→ Seitenauszug:

----------------

Die Zugangdaten habe ich schon zig Male überprüft


----------



## turtle (31. Dez 2011)

Der Stacktrace der Exception ist vielleicht hilfreich und Du kannst ihn posten?


----------



## irgendjemand (1. Jan 2012)

v87 hat gesagt.:


> bekomme ich immer eine NullPointerException zurück. Ich kann leider keinen Fehler finden



wir auch nicht ohne den StackTrace ...


btw : ich kenne zwar das framework und die klassen nicht ... aber baut man factory-klassen nicht immer das diese

1) nicht direkt instanziert werden können
2) dementsprechend alle parameter in der factory-methode welche eine instanz liefert übergeben bekommen
3) teilweise sigelton-pattern verwenden um resourcen zu schonen

so würde ich jetzt zumindest eine factory-klasse schreiben *gibt es in java auch ... sieh dir z.b. mal den ganzen crypto-kram an ... da hast du auch nur statische factory-methoden nach dem motto : getInstance(String)*


----------



## v87 (2. Jan 2012)

----------------

→ Material zur Aufgabe:
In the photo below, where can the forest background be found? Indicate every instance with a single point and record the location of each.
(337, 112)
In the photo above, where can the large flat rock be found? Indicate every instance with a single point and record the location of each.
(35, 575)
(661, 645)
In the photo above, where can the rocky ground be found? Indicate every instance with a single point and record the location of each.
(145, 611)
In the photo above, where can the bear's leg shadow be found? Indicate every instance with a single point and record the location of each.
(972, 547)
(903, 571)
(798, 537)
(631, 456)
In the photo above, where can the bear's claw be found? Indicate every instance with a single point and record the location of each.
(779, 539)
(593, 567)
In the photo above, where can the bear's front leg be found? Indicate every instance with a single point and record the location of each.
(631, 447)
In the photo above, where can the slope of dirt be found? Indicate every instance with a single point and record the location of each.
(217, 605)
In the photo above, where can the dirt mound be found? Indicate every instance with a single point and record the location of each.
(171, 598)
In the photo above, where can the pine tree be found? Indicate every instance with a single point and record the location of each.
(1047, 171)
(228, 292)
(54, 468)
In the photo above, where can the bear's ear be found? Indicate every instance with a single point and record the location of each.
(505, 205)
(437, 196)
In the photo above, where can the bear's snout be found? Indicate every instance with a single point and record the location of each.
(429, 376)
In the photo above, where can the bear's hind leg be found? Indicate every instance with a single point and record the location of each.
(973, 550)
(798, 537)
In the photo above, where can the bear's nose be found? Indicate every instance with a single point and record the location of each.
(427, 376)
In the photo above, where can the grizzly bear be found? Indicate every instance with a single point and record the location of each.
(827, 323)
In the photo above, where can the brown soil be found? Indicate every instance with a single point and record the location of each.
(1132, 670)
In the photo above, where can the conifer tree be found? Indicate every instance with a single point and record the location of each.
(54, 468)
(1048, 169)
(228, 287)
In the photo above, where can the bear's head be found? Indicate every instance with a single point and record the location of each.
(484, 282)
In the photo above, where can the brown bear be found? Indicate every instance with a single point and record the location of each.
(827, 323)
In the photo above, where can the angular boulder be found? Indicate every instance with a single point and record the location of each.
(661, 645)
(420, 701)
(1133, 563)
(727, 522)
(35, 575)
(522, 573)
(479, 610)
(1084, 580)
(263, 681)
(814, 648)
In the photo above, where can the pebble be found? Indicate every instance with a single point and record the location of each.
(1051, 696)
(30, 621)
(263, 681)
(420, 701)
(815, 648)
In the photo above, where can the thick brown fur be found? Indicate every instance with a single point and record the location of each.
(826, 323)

----------------

→ Arbeitsanweisung A:
Übersetzen Sie den Satz „Der Stacktrace der Exception ist vielleicht hilfreich und Du kannst ihn posten?“ aus dem Seitenauszug ins Englische.
→ Arbeitsanweisung B:
Tragen Sie aus den Datensätzen jede Zeile zusammen, in der die Zeichenfolge „tree“ vorkommt. Dabei zählt die Groß- und Kleinschreibung.

→ Übungsergebnis A:
The stack trace of the exception might be helpful, and can you post it?

→ Übungsergebnis B:
In the photo above, where can the pine tree be found? Indicate every instance with a single point and record the location of each.
In the photo above, where can the conifer tree be found? Indicate every instance with a single point and record the location of each.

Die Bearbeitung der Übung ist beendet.